**EXCERPTED TEXT:**
--- begin ---

Currently their spawning is limited to only the coconut shell every time they breed so it's possible that this is their 'home' now and they won't touch other stuff. It's also possible that they know the tank now and won't dig elsewhere because nowhere else is good enough to breed but if I re-landscape and go Walstad that they'll start looking for new 'homes' and digging everything up again.

Anyway to summarise my thoughts I feel I have several options:

1. Stick with my current setup and replace plants when they look tatty. Make sure I buy low-light plants to keep them healthier for longer. Keep dosing Flourish and Excel.
2. Convert to a Walstad tank but be aware they the Kribbies could undo all my hard work.
3. Buy a separate tank (maybe for the desk in my home office) and use that as a Walstad tank.
4. Buy a separate tank and use that for the Kribbies, then convert my current tank to a Walstad.
5. Go with another idea that interests me, but which my bank manager/wife wouldn't be as happy with and invest in a CO2 setup and look at somehow upgrading my lighting.
I may be able to swap my T8's out for the Juwel High-Lite unit which will up my wpg from 1.24 to 1.93 wpg but I'm not sure if that's enough of an improvement to warrant the expense. It may be that I need to somehow figure out a way to change the entire lighting unit on my Rekord 800.

Either way I have some serious thinking to do.


----------



## JeffyFunk (Apr 6, 2006)

There was a recent article in one of this year's TAG titled: "Love Them or Loach Them: Diggers in the Planted Aquarium" by Adrienne Reinson Wilson (The article was about her loaches; she made no mention of experience w/ other digging fish). She raised the following points about how she kept her (digging) loaches in a soil-based planted aquarium: 

1 - Work w/ the fish, not against them. 
2 - Set up an area w/ no soil sublayer for the fish to dig in and limited or no plants (and sand for them to dig in and not hurt themselves).
3 - Set up an area w/ a lot of plants and larger gravel / stones in order to discourage to fish from not digging in that section. 
4 - She mentioned several plants that were well suited for her loach tanks including crypts, large swords, aponogetum (sp?). I think she tried the crinium sp., but found that the loached liked to eat the bulb. Floating plants like duckweed and riccia were also useful and enjoyed by the fish (for hiding/resting). I don't think she found stem plants to be good for the tank, but i can't remember (and don't have the article in front of me as i'm at work).

--- end ---

**PROVIDED RECORDS:**
--- begin ---

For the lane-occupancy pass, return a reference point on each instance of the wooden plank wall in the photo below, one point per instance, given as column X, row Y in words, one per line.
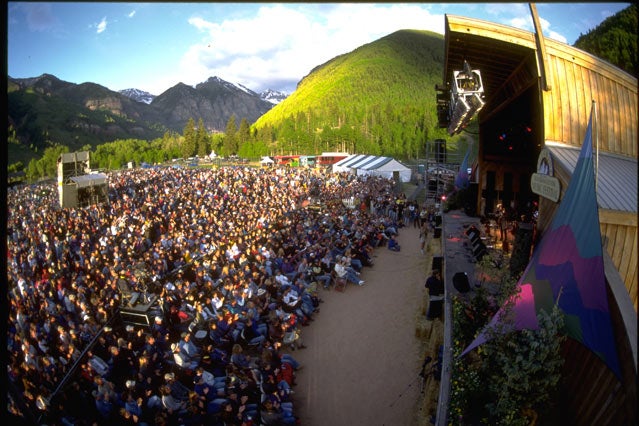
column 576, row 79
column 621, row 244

--- end ---
--- begin ---

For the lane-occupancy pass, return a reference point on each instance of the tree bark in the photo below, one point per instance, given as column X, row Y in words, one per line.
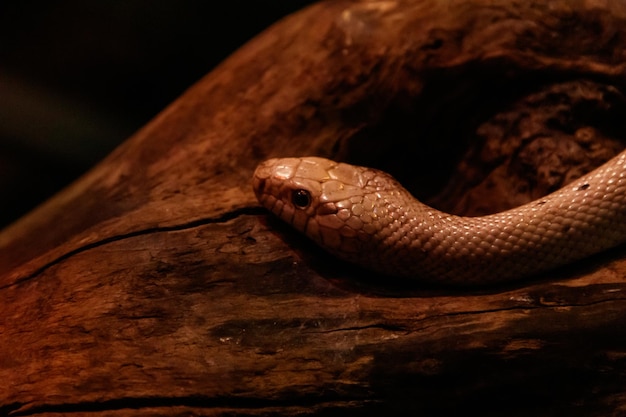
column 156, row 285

--- end ---

**TASK TO COMPLETE:**
Please answer these questions about the aquarium forum excerpt:
1. Where do the fish currently spawn every time they breed?
2. From what figure to what figure would the Juwel High-Lite unit raise the wpg?
3. Which two floating plants does the excerpt name as useful in the loach tanks?

**RESPONSE TO THIS TASK:**
1. Only in the coconut shell.
2. From 1.24 to 1.93 wpg.
3. Duckweed and riccia.